→ **Aufgabe A**
Gib einen Abschnitt der Zeilen in den Übungsdaten als JSON-Liste von Strings wieder, mit einem String pro Zeile und ohne Leerzeilen. Fang bei der Zeile mit „[point] every instance of the steel“ an, hör nach der letzten Zeile der Übungsdaten auf und lass die Bilder dabei weg.

→ **Vorgegebener Text**
========================
# Hardmonovorfach richtig binden?



## Stephan222 (30. August 2007)

Hallo,

ich glaube, hier bin ich mit meiner Frage besser aufgehoben, als unter Raubfischangeln und Forellenangeln->Montage.

Ich bin gerade dabei, mir Hardmonovorfächer zu machen.
Vielleicht wäre noch wichtig zu sagen, dass das Hardmonovorfach 0,5mm dick ist.

Wie mache ich dort man besten eine Schlaufe, um an den Wirbel zu machen und wie ist der Haken zu befestigen?
Beides per Quetschhülen?

Die Haken, die ich hier habe, haben Ösen.


----------



## fireline (31. August 2007)

*AW: Hardmonovorfach richtig binden?*

hi stephan

ich machs mit den quetschhülsen(ich nehm des 0,7er),aber des 0,5er kannst auch knoten

mfg


----------



## duck_68 (31. August 2007)

*AW: Hardmonovorfach richtig binden?*



Stephan222 schrieb:


> Hallo,
> 
> ich glaube, hier bin ich mit meiner Frage besser aufgehoben, als unter Raubfischangeln und Forellenangeln->Montage.
> 
> ...
========================
→ **Übungsdaten**
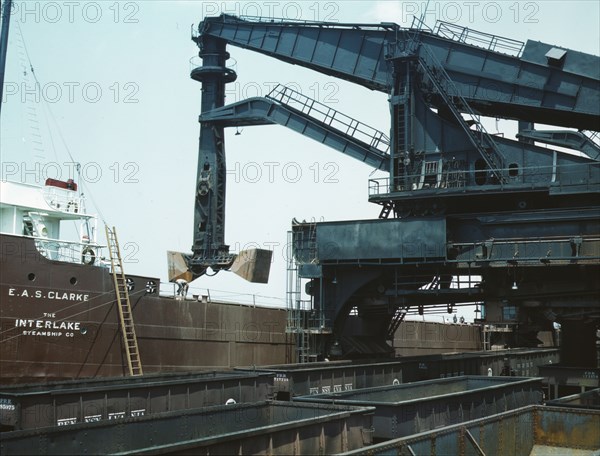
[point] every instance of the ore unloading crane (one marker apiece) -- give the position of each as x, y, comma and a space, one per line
458, 203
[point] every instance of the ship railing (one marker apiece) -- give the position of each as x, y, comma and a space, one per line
64, 200
565, 177
70, 251
206, 295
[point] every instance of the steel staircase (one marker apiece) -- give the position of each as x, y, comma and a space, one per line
125, 314
478, 136
396, 321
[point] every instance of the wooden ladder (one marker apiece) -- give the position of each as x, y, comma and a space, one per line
125, 315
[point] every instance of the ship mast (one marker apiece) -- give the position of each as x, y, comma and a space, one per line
4, 45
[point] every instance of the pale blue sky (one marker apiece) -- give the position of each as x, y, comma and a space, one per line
117, 74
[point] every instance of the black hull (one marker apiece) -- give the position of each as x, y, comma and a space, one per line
60, 321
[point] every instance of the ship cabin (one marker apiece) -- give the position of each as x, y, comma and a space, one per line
51, 214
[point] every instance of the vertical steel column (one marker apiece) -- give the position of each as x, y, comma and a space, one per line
209, 213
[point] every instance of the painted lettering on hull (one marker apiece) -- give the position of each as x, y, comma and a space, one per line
48, 294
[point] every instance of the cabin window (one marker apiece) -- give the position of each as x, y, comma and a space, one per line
480, 172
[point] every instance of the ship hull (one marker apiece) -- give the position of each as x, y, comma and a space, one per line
60, 321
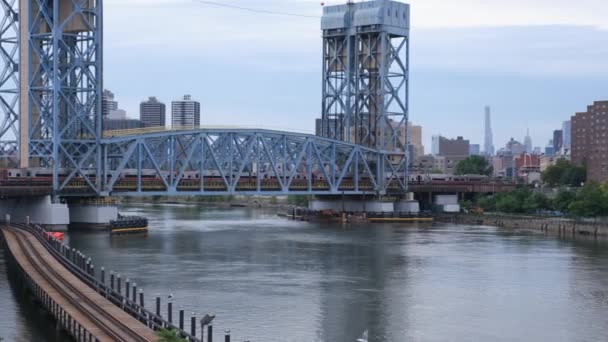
========================
→ **Aufgabe B**
Stimmen diese Aussagen mit dem Thread zum Hardmonovorfach überein? Antworte jeweils mit Ja oder Nein und zitiere die Worte aus dem Text, die das entscheiden.
(i) Das Hardmonovorfach von Stephan222 ist 0,5 mm dick.
(ii) Die Haken von Stephan222 haben Ösen.
(iii) Laut fireline lässt sich das 0,5er nicht knoten.

→ **Lösung A**
[
  "[point] every instance of the steel staircase (one marker apiece) -- give the position of each as x, y, comma and a space, one per line",
  "125, 314",
  "478, 136",
  "396, 321",
  "[point] every instance of the wooden ladder (one marker apiece) -- give the position of each as x, y, comma and a space, one per line",
  "125, 315",
  "[point] every instance of the ship mast (one marker apiece) -- give the position of each as x, y, comma and a space, one per line",
  "4, 45",
  "[point] every instance of the pale blue sky (one marker apiece) -- give the position of each as x, y, comma and a space, one per line",
  "117, 74",
  "[point] every instance of the black hull (one marker apiece) -- give the position of each as x, y, comma and a space, one per line",
  "60, 321",
  "[point] every instance of the ship cabin (one marker apiece) -- give the position of each as x, y, comma and a space, one per line",
  "51, 214",
  "[point] every instance of the vertical steel column (one marker apiece) -- give the position of each as x, y, comma and a space, one per line",
  "209, 213",
  "[point] every instance of the painted lettering on hull (one marker apiece) -- give the position of each as x, y, comma and a space, one per line",
  "48, 294",
  "[point] every instance of the cabin window (one marker apiece) -- give the position of each as x, y, comma and a space, one per line",
  "480, 172",
  "[point] every instance of the ship hull (one marker apiece) -- give the position of each as x, y, comma and a space, one per line",
  "60, 321"
]

→ **Lösung B**
(i) Ja: „dass das Hardmonovorfach 0,5mm dick ist“
(ii) Ja: „Die Haken, die ich hier habe, haben Ösen.“
(iii) Nein: „aber des 0,5er kannst auch knoten“